> **STATED GOAL 1**
Reproduce the part of the passage about Web switches and GSLB starting with "This ensures that" and going on through "a remote RIP.".
> **STATED GOAL 2**
According to the passage about Web switches and GSLB, which site will generally serve users in Chile?
> **STATED GOAL 3**
Go on with the passage about Web switches and GSLB, picking up after its final sentence.

> **READING PASSAGE**
----------

This ensures that sites don't get overloaded but also perform
their share of the work.
In addition to regular updates, Web
switches send DSSP triggered updates under the following
exception conditions:
◆ The Web switch is no longer able
to communicate with a remote RIP.
◆ The Web switch experiences a local
resource constraint, such as all servers have reached their maximum
connections limit or no real servers available for a VIP.
DSSP triggered update contains
all of the information in a regular update.
Internet Topology Awareness
In addition to site health and response
time, GSLB takes geographic information into account when
determining which distributed site should handle a request --
for instance, if there are five sites that host content for a
given host and domain name, one each in San Jose (West-U.S.);
Atlanta (East-U.S.); Ecuador (South America); Paris, France; and
Tokyo, Japan.
In general, associating users within a geographic domain (country,
continent) with servers in that domain optimizes the user's experience
(unless the "nearby" site is down or overloaded).
With this in mind, users in Europe will generally be served by
the Paris site while users in Chile will be served by the Ecuador
site. Having a user in Japan come to the Atlanta site for content
would waste expensive international bandwidth and cause unnecessary
response delays to the user. Switches at distributed sites also
consider geography when responding to DNS requests.

----------

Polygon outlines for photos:
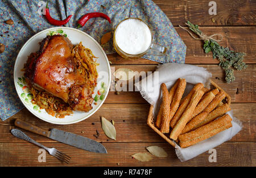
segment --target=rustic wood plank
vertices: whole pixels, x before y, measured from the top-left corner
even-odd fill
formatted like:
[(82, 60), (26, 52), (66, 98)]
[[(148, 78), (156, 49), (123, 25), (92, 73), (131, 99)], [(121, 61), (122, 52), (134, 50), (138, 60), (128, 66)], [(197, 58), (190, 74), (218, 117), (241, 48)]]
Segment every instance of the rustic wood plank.
[[(197, 65), (197, 66), (205, 67), (212, 74), (212, 79), (230, 95), (232, 102), (256, 102), (256, 90), (255, 90), (256, 65), (249, 65), (247, 69), (242, 71), (235, 70), (236, 80), (230, 83), (227, 83), (224, 81), (223, 70), (218, 65)], [(112, 67), (113, 67), (114, 71), (119, 68), (128, 68), (140, 73), (143, 71), (154, 71), (156, 66), (157, 65), (113, 65)], [(121, 91), (119, 94), (117, 95), (113, 91), (110, 92), (105, 102), (107, 103), (146, 102), (141, 98), (139, 92)]]
[[(46, 153), (46, 162), (39, 162), (39, 148), (30, 143), (0, 143), (0, 166), (254, 166), (256, 143), (224, 143), (214, 148), (217, 162), (210, 163), (208, 151), (196, 158), (181, 162), (175, 149), (166, 143), (104, 143), (108, 153), (96, 154), (59, 143), (45, 143), (72, 158), (69, 164)], [(130, 155), (147, 152), (145, 147), (156, 145), (163, 148), (168, 157), (154, 157), (147, 162), (133, 159)], [(232, 155), (232, 156), (231, 156)], [(11, 161), (10, 161), (11, 160)]]
[[(24, 109), (7, 121), (0, 123), (0, 142), (18, 142), (10, 130), (15, 128), (14, 120), (20, 118), (39, 127), (57, 128), (86, 137), (98, 142), (165, 142), (147, 125), (150, 105), (148, 104), (104, 104), (93, 116), (79, 123), (67, 125), (57, 125), (47, 123), (36, 118), (27, 109)], [(255, 140), (255, 111), (256, 104), (234, 103), (232, 104), (234, 116), (243, 124), (243, 128), (230, 142), (253, 142)], [(243, 111), (242, 112), (241, 111)], [(117, 130), (117, 140), (108, 138), (104, 134), (100, 122), (100, 117), (109, 121), (113, 120)], [(94, 123), (92, 125), (92, 123)], [(100, 137), (93, 136), (96, 130)], [(24, 131), (28, 135), (39, 142), (56, 142), (47, 138)]]
[[(185, 26), (184, 26), (185, 27)], [(188, 28), (186, 28), (188, 29)], [(185, 63), (191, 64), (216, 64), (218, 63), (217, 59), (212, 58), (212, 53), (204, 53), (203, 49), (204, 42), (201, 40), (193, 39), (187, 31), (175, 27), (187, 46)], [(207, 35), (218, 33), (222, 36), (222, 41), (220, 45), (229, 46), (235, 52), (246, 53), (245, 62), (246, 63), (255, 63), (256, 50), (256, 27), (201, 27), (200, 29)], [(196, 35), (195, 35), (196, 36)], [(109, 60), (113, 65), (150, 65), (158, 62), (143, 58), (137, 60), (124, 59), (117, 53), (108, 55)]]
[[(256, 24), (254, 1), (214, 1), (217, 15), (209, 15), (210, 1), (153, 0), (175, 26), (188, 20), (200, 26), (254, 26)], [(213, 19), (213, 20), (212, 19)]]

----------

> **WRITTEN REPLY 1**
This ensures that sites don't get overloaded but also perform
their share of the work.
In addition to regular updates, Web
switches send DSSP triggered updates under the following
exception conditions:
◆ The Web switch is no longer able
to communicate with a remote RIP.

> **WRITTEN REPLY 2**
The Ecuador site.

> **WRITTEN REPLY 3**
When a Web switch receives a DNS request, it recognizes
the geographic source of the request by inspecting the Source
IP address of the request. It then consults the relative traffic
distribution table (described later) for that geographic area
to determine which site within the area the DNS response
should indicate.
For example, if the requesting host is located somewhere in the
Pacific Rim area, it will be pointed to the server in Tokyo. If
the requesting host is located somewhere in the United States,
the Web switch will consult the relative traffic distribution
traffic table for the U.S. to determine if the host should be
pointed to Atlanta or San Jose.
TOP
DNS Authoritative Name Server
Ultimately, GSLB is accomplished
by the DNS Authoritative Name Server running in the Web
switches at distributed sites returning the appropriate IP address
to downstream DNS servers.
For example, when a client enters a URL into their browser for
a particular hostname (represented by several VIPs scattered throughout
the U.S.), their system sends a DNS getByHostname query
to their local DNS server, asking for the IP address representing
that domain name and host.
The local DNS server then examines its DNS cache
to determine if it already knows about this particular domain
name and host. If it doesn't know about the hostname, it hands
off the request to the next appropriate DNS server. The
DNS query is either responded to from that DNS server's
cache or is passed on until the request comes to a Web switch
at a distributed site running GSLB.
When a Web switch at a distributed site receives a DNS
query to resolve a hostname from a downstream DNS server,
it determines to which geographic region the requesting host belongs.
It then checks to see if any healthy distributed sites are present
in that region. If there are none, it looks for healthy distributed
sites in other regions.
Otherwise, the Web switch provides a DNS response containing
an IP address based on the relative traffic distribution traffic
table for that region. The IP address will change from response
to response based on the percentages in the relative distribution
traffic table.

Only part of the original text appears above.